**Texte fourni**
──────
Articles récents \ Île de France \ Société \ Société Du Pain & Des Roses: un avenir pour les femmes demandeuses d’asile

Marie Reverchon anime des ateliers d’art floral pour les femmes en attente de demande d’asile dans les locaux de France Terre d’Asile en région parisienne. En sept semaines, son association Du Pain & Des Roses suscite des vocations, révèle des compétences, et redonne un lien social à ces femmes venues de tous les continents.
Elles sont six à s’installer autour de la grande table à Asnières-sur Seine. “Moi, j’aimerais continuer à faire des bouquets et les vendre, en faire mon métier”, affirme fièrement Liliane. Cette ancienne commerçante ivoirienne, très élégante, participe aux ateliers d’art floral de Marie Reverchon depuis plusieurs semaines et a trouvé sa voie: “Je suis trop vieille pour être embauchée dans un bureau et j’aime beaucoup faire ça!”, ajoute-t-elle.
──────
**Travail à faire**
• a. Recopiez fidèlement le passage de l'article sur les ateliers d'art floral pour demandeuses d'asile qui commence par les mots contenant "Marie Reverchon anime" et se termine par "tous les continents.".
• b. Rédigez la suite de l'article consacré à l'association Du Pain & Des Roses, à partir de l'endroit où il s'arrête.
Les enregistrements qui suivent proviennent d'une autre source que le texte.
──────
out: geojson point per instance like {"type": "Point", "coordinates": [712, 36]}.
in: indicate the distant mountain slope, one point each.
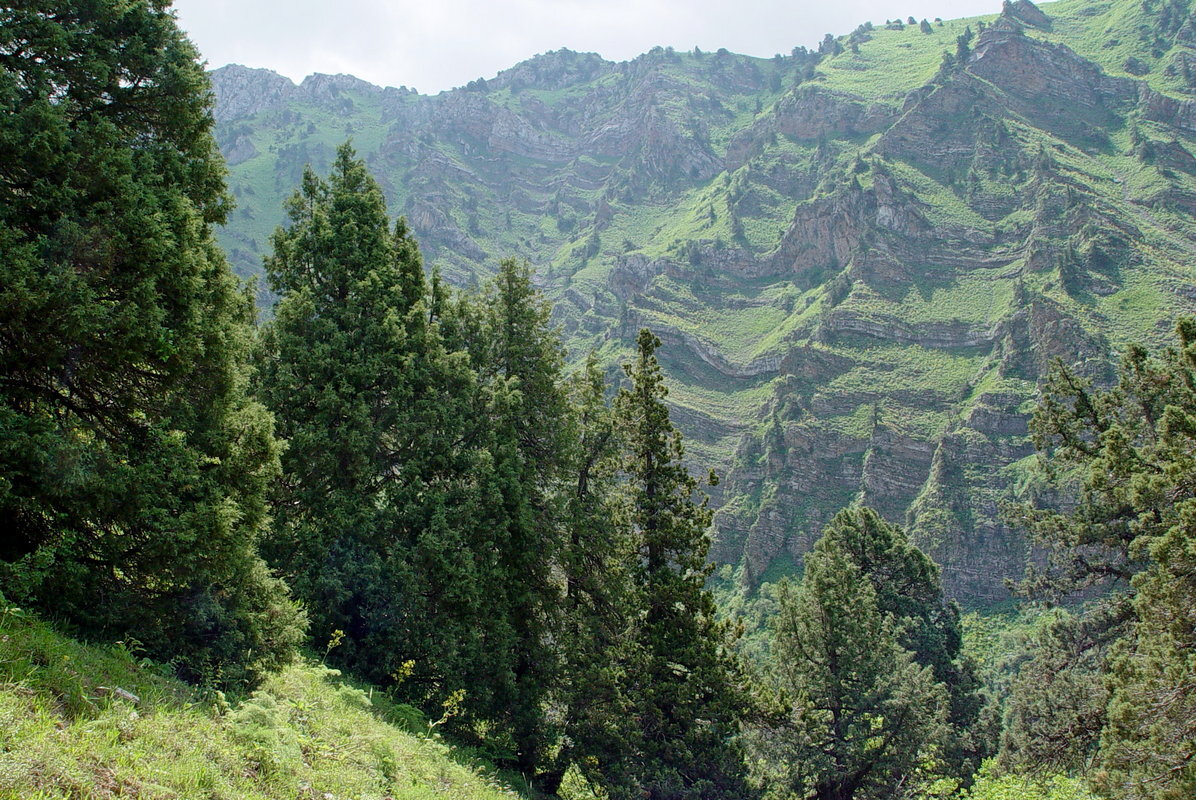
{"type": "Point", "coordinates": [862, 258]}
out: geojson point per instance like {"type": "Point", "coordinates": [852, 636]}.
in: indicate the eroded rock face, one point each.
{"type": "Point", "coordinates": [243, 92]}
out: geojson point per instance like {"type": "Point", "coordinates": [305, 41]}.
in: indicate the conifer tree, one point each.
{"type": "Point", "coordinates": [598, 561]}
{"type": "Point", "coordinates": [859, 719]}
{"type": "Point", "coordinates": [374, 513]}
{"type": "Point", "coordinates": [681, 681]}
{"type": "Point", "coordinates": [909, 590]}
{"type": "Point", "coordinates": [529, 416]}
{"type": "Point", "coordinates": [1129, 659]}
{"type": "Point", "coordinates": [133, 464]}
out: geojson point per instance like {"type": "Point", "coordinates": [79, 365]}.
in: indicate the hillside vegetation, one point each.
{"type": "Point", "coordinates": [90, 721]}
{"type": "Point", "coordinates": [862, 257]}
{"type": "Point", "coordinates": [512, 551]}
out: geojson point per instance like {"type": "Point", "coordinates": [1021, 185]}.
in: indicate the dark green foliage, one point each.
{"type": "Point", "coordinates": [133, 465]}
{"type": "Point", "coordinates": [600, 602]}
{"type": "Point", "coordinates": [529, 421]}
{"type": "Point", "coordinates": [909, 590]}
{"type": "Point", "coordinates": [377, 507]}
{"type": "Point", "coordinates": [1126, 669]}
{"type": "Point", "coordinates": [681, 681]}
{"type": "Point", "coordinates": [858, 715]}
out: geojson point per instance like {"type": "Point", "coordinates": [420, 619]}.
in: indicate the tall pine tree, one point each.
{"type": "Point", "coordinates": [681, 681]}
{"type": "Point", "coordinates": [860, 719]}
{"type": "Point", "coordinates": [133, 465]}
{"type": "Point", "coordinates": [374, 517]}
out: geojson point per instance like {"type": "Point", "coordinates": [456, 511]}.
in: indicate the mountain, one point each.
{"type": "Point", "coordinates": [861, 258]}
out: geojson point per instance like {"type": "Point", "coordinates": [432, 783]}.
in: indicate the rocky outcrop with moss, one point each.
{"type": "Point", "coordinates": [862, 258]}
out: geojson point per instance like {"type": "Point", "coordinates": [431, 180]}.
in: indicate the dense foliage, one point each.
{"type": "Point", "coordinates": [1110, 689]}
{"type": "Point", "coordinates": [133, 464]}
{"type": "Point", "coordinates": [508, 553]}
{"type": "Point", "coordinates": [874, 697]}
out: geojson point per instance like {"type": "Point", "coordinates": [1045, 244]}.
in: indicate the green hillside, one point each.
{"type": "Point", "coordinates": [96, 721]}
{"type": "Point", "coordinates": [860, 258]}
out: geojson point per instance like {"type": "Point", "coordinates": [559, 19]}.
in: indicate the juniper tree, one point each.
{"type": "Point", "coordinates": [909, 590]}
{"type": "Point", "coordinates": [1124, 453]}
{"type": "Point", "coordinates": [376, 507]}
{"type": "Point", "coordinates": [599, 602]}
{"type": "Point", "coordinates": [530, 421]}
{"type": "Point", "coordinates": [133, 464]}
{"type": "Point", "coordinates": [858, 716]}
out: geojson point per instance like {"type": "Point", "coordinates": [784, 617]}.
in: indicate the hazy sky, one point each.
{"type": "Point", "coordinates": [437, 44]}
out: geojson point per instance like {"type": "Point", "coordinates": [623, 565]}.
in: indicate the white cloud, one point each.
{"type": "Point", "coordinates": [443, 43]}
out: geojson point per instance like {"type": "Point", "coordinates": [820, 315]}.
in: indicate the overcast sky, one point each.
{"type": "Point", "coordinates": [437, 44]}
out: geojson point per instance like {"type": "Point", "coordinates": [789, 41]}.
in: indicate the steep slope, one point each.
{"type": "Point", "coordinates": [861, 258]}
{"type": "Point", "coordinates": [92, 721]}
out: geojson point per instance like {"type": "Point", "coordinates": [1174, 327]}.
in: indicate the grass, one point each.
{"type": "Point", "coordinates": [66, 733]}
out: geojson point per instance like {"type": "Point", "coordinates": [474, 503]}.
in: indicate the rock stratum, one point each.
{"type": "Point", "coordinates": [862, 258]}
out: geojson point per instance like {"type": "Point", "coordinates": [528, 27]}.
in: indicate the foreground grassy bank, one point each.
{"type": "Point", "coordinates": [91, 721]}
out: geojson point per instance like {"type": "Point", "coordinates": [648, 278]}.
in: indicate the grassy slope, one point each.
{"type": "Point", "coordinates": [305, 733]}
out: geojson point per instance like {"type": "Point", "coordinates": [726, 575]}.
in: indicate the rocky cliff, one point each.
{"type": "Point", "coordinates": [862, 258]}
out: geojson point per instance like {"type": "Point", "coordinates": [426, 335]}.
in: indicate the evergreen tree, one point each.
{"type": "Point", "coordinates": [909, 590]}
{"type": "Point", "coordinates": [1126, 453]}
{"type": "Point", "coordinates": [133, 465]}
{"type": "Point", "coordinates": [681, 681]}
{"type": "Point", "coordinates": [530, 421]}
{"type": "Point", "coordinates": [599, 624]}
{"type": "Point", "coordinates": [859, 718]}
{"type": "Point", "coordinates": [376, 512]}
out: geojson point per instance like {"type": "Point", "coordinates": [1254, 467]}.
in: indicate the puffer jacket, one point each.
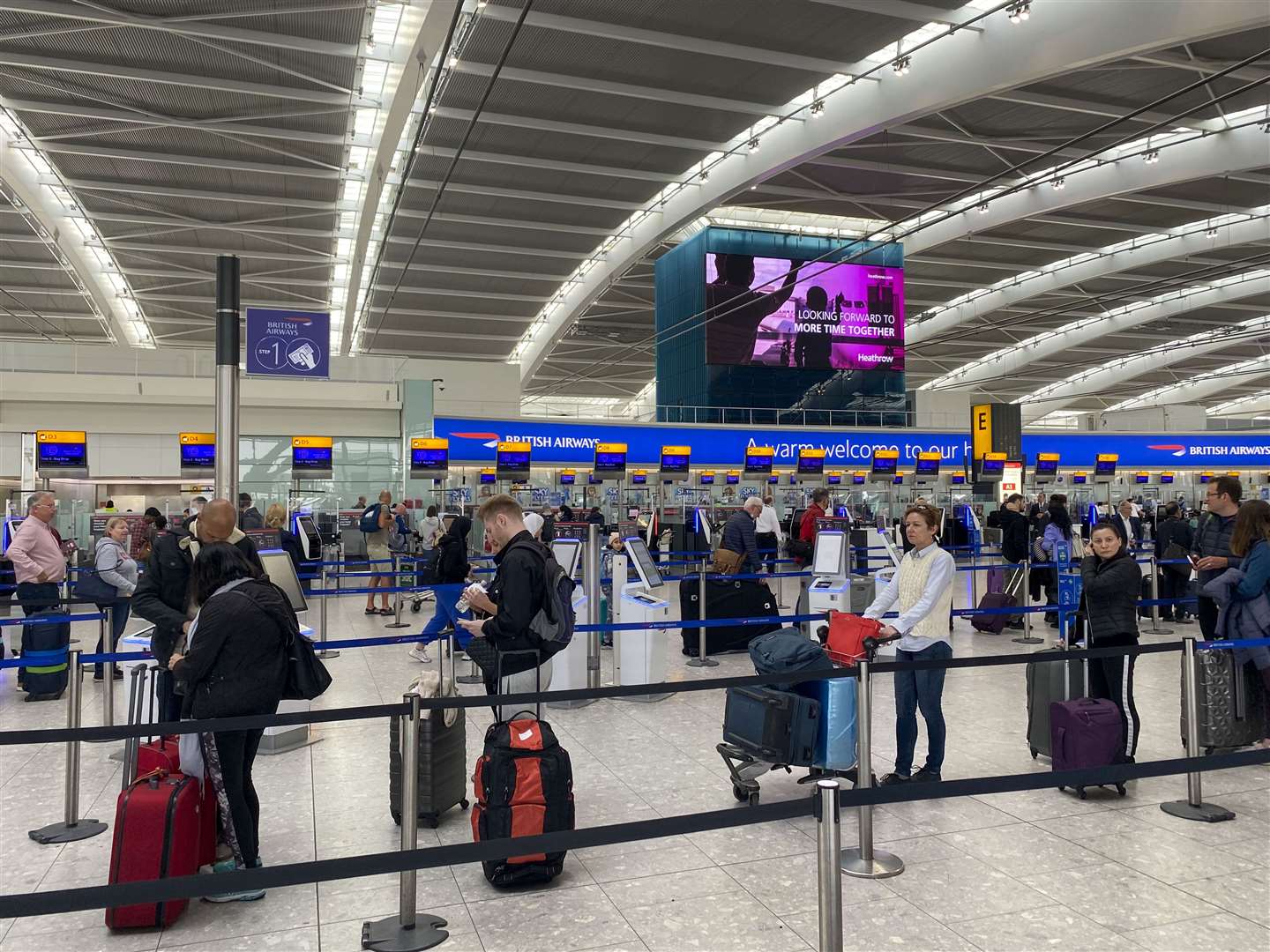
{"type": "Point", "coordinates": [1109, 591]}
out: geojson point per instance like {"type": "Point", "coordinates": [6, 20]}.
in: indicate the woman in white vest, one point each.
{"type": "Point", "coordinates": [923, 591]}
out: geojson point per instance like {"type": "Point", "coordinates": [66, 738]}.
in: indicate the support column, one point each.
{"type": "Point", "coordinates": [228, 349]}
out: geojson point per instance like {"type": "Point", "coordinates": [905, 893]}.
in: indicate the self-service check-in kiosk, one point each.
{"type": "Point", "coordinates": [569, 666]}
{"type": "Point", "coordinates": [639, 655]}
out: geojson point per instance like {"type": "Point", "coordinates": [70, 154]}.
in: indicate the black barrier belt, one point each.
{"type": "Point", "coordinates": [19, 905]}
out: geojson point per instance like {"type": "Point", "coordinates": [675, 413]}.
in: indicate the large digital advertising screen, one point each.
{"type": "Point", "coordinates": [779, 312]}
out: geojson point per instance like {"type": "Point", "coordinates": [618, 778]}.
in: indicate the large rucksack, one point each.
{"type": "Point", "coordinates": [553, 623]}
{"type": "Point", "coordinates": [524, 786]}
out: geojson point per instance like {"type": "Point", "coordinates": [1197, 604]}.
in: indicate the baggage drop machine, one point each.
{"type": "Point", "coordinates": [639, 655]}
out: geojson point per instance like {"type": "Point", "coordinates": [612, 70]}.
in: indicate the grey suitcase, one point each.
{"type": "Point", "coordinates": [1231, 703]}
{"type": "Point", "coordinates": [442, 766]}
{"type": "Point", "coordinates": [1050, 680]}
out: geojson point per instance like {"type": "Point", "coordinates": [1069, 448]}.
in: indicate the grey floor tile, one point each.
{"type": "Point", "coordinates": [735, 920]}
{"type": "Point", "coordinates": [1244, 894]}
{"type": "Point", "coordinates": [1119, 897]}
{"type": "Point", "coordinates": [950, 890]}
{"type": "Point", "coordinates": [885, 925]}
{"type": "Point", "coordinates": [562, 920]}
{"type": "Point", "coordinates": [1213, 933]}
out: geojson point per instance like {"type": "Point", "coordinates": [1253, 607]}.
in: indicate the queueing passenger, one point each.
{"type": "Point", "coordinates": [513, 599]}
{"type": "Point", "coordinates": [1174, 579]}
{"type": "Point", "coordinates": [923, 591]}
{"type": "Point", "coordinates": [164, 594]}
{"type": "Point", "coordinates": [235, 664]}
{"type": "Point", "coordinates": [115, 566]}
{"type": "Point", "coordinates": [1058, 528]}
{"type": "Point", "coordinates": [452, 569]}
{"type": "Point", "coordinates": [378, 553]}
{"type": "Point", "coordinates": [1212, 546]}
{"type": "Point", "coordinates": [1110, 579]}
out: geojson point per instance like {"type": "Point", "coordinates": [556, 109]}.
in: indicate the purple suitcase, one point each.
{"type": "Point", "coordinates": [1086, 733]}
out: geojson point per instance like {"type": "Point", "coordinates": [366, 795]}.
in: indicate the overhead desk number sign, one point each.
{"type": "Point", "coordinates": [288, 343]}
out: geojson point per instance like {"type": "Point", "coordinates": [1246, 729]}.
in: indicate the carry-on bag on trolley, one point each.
──────
**Réponses**
• a.
Marie Reverchon anime des ateliers d’art floral pour les femmes en attente de demande d’asile dans les locaux de France Terre d’Asile en région parisienne. En sept semaines, son association Du Pain & Des Roses suscite des vocations, révèle des compétences, et redonne un lien social à ces femmes venues de tous les continents.

• b.
D’autres participantes viennent pour la première fois et sont plus timides. Marie annonce la création du jour, un éventail de fleurs. Très pédagogue et souriante, la jeune femme explique avec douceur, en français et en anglais, la méthode pour fabriquer le support floral en forme d’éventail. Chacune consolide les tiges de fer, les doigts collent, la voisine aide, les langues se délient; le résultat est super.
Il reste à y placer les pois de senteur, aspargus, chardons et épis de blé qui sont sur la table. Les femmes hument les fleurs, commentent, demandent comment cela s’écrit et Marie Reverchon note tout sur le tableau blanc, avant de demander à chacune de prendre le bon nombre de fleurs. Très vite, l’éventail prend forme; Marie-Rose, congolaise, chante, et la fierté se lit sur les visages. On se prend en photo avec sa composition devant le petit garçon d’Alina, médusé. 
Marie Reverchon, 25 ans, a créé il y a un an, avec Margaux Caussil, le projet Du Pain & Des Roses. L’idée lui est venue de l’entreprise britannique Bread & Roses, pour laquelle elle a travaillé en tant que bénévole pendant son année d’étude à Londres. Enchantée par le concept, Marie décide de l’importer en France et sera conseillée à ses débuts par l’entreprise britannique.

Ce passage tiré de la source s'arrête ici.